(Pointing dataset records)
———

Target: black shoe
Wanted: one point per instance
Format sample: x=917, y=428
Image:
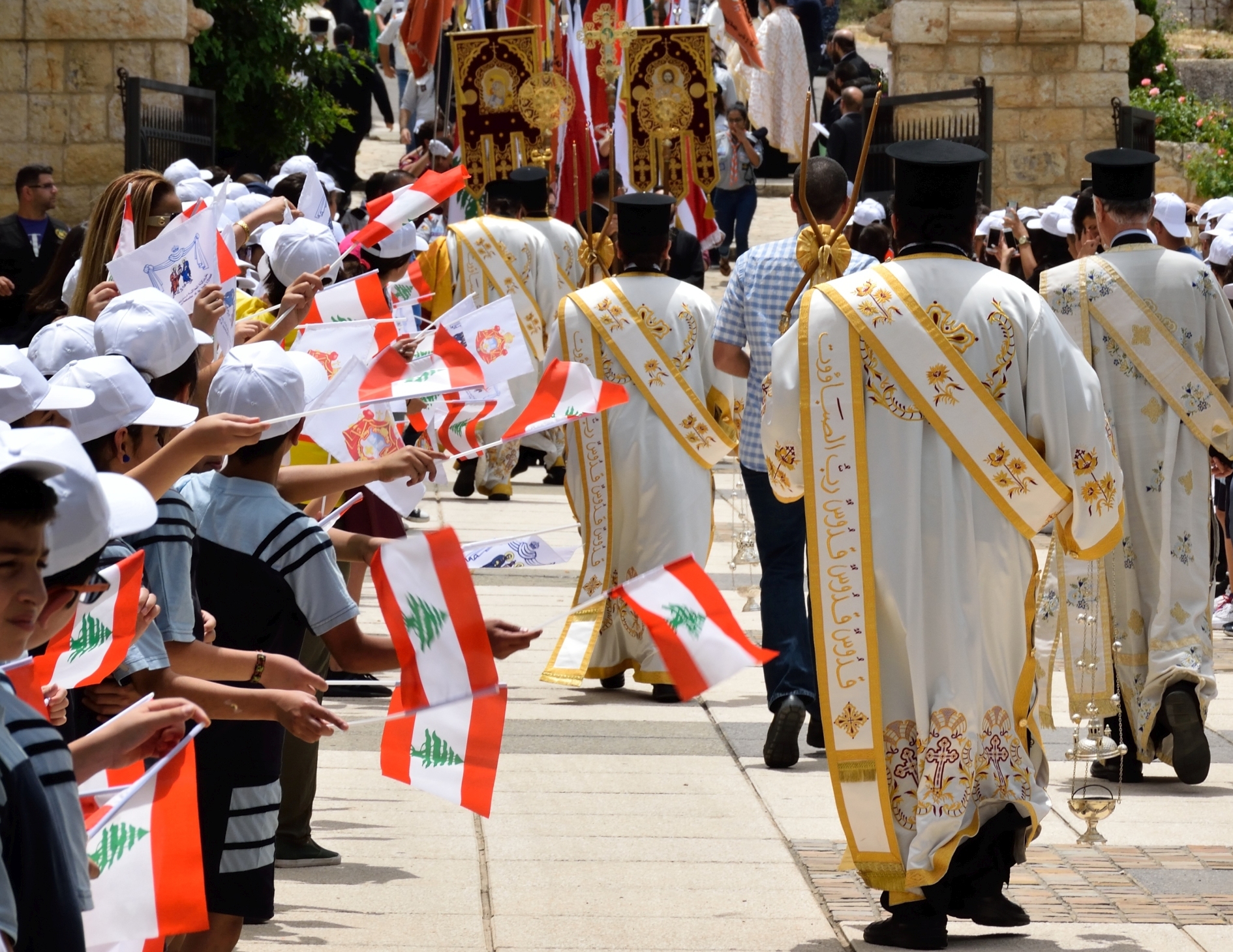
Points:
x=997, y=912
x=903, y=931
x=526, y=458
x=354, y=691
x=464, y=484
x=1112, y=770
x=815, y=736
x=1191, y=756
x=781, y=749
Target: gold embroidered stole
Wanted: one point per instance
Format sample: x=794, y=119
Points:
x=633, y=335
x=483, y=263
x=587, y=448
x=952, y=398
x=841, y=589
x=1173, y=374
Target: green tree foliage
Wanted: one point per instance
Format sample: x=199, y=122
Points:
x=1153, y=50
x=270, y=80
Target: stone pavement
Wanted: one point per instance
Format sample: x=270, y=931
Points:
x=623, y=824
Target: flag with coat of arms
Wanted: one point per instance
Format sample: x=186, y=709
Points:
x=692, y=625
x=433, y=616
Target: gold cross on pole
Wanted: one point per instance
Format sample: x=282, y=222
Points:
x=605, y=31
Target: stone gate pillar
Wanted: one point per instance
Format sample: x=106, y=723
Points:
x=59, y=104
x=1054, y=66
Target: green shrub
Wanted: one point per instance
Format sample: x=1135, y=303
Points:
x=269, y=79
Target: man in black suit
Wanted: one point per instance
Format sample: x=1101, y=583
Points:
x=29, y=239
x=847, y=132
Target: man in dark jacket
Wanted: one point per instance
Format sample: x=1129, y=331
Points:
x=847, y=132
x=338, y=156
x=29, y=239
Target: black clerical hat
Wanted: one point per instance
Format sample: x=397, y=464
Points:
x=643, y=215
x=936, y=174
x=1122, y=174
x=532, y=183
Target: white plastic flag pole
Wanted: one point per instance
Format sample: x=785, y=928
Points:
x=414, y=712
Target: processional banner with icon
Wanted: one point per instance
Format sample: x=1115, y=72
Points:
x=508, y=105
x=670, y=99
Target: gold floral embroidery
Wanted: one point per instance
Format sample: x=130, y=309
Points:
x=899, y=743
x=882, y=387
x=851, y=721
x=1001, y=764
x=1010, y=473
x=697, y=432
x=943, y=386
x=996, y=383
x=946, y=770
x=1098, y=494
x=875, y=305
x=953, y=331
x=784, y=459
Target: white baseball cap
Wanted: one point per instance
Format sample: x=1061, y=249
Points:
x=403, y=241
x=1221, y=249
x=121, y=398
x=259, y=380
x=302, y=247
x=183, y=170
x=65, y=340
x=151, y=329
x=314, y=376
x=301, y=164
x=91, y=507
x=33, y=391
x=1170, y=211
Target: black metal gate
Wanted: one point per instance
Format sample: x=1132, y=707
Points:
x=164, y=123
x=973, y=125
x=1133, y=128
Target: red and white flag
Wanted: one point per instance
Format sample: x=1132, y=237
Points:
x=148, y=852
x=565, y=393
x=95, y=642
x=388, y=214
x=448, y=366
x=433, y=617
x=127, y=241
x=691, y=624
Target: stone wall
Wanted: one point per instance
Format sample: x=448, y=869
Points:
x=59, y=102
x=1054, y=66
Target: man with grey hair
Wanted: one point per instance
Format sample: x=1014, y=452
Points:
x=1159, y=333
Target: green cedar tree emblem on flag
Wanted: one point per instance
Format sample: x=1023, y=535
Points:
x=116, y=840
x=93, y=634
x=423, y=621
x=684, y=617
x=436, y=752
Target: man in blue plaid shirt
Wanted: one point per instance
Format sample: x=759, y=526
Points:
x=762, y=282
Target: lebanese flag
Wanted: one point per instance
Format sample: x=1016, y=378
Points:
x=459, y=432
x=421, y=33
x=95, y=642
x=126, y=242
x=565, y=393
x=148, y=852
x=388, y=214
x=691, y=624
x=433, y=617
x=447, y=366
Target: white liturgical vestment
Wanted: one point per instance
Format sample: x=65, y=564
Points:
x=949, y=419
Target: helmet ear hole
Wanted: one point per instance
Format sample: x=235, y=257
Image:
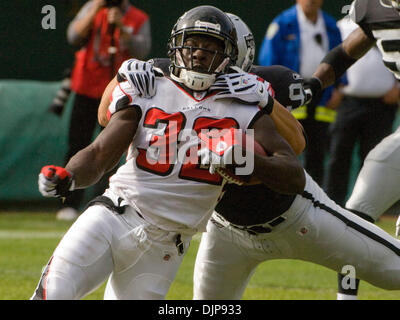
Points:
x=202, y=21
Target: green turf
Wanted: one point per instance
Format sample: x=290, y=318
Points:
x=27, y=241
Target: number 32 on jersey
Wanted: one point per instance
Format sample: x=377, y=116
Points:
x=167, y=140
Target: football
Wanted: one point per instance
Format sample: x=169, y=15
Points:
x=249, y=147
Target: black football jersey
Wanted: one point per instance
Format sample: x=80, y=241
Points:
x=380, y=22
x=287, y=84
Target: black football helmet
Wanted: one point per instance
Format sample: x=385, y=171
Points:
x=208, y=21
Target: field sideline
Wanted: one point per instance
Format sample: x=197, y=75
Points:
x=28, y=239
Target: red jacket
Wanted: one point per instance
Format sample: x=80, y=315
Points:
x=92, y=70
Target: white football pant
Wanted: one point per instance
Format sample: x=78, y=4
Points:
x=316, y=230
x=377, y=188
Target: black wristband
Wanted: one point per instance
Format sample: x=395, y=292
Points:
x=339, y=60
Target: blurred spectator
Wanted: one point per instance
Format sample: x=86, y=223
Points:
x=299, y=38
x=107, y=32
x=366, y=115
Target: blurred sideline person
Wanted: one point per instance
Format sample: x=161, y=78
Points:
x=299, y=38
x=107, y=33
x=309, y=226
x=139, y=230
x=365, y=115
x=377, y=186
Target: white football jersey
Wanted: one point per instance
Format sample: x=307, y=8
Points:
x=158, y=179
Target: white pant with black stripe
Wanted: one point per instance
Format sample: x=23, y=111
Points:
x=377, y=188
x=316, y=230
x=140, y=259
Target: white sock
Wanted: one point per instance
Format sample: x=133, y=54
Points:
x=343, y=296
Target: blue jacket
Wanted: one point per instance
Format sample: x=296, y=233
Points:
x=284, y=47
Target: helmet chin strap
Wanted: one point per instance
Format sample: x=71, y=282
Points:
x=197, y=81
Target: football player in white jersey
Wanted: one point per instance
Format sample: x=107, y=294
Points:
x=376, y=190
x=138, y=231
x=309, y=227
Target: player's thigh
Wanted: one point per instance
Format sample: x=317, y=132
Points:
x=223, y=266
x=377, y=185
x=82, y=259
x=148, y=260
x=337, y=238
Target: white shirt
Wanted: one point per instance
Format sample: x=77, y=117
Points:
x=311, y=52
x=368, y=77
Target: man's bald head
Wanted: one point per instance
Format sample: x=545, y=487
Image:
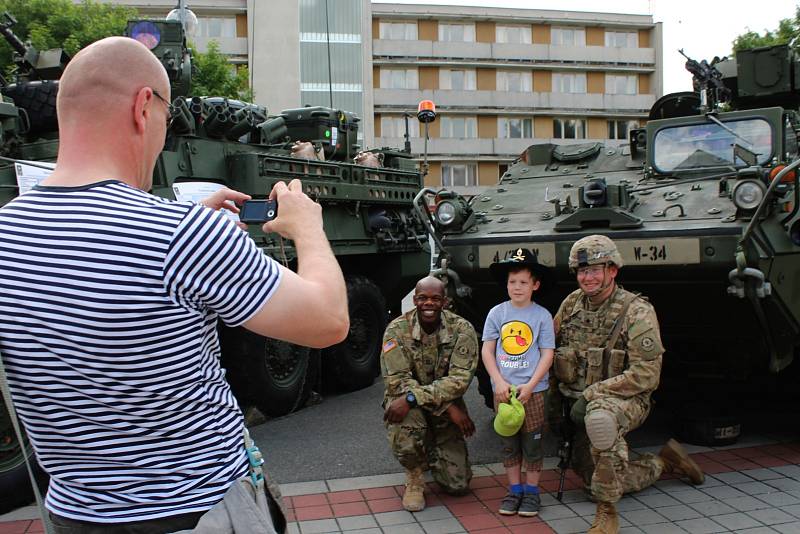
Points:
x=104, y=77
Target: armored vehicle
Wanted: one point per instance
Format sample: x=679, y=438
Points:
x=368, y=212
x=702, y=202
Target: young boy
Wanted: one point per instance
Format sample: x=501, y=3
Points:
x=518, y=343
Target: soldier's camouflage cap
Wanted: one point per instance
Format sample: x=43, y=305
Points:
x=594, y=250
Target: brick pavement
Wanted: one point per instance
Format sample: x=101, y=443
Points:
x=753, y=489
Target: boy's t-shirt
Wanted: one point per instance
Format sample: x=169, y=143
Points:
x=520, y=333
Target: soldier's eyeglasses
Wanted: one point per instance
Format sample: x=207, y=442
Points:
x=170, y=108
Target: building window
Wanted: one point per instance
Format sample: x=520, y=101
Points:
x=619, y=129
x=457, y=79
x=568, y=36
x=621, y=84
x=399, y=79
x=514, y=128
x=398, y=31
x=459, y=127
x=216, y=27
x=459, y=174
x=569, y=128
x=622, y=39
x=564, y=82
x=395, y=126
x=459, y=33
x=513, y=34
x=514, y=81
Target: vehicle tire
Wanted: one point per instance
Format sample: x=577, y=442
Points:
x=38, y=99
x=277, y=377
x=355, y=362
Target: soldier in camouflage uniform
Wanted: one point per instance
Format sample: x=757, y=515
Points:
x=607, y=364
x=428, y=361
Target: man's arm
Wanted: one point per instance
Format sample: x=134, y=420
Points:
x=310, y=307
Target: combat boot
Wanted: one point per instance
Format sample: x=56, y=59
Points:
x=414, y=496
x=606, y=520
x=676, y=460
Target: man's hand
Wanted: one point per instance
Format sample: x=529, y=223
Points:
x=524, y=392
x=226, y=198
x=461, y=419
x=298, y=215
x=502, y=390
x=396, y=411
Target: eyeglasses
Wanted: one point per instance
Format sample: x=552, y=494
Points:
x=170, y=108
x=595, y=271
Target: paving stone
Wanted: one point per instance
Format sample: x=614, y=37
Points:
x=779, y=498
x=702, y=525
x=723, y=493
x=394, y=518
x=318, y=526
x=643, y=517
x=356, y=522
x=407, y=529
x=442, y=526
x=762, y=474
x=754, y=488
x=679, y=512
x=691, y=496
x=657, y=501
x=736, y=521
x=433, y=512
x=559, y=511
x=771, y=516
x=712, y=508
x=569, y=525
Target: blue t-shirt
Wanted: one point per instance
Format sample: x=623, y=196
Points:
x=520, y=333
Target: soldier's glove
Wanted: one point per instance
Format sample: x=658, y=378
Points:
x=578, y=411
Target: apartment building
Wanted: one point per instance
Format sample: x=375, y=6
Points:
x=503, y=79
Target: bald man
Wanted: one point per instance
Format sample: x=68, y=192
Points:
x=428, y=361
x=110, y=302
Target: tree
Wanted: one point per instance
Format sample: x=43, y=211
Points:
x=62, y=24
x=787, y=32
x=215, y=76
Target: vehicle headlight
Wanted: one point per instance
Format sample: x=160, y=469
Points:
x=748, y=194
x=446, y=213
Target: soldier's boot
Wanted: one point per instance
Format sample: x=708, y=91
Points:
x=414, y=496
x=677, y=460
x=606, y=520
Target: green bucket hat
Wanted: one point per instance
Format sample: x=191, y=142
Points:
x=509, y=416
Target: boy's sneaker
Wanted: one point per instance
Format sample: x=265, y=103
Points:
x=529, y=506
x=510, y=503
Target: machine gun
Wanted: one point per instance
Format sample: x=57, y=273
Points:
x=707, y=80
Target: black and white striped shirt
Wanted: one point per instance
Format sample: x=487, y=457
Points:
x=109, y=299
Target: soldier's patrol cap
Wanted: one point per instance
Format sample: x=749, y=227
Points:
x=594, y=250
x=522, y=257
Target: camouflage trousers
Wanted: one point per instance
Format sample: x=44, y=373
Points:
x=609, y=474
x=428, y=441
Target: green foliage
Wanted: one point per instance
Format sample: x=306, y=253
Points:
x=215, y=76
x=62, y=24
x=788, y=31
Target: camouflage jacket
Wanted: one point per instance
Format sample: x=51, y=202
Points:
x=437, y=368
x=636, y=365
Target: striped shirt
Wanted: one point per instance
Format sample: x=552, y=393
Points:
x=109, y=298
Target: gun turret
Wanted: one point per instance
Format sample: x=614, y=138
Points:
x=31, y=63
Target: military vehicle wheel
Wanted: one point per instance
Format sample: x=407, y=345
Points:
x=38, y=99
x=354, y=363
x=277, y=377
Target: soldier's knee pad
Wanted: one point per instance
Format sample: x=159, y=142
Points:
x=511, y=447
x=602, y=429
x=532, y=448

———

## Problem to work on
Rewrite the records from their start through the line holding "x=270, y=80", both ends included, with every point coordinate in the answers multiplied by 1.5 and rounded to a whole number, halves going up. Keep all other lines, including the format samples, unchanged, and leave the picture out.

## Solution for this task
Target: black shoe
Wanted: one point per instance
Format sample: x=917, y=428
Image:
Points:
x=1496, y=1368
x=1355, y=1397
x=789, y=687
x=531, y=1037
x=696, y=726
x=1668, y=1155
x=1223, y=1104
x=1787, y=1134
x=1172, y=1124
Target: gold embroidered stole
Wanted: one point per instance
Format sample: x=794, y=119
Points:
x=950, y=503
x=725, y=395
x=881, y=672
x=1428, y=597
x=1262, y=884
x=1760, y=561
Target: green tree foliage
Wanted: one point per instance
Format sample: x=199, y=122
Points:
x=1730, y=75
x=405, y=120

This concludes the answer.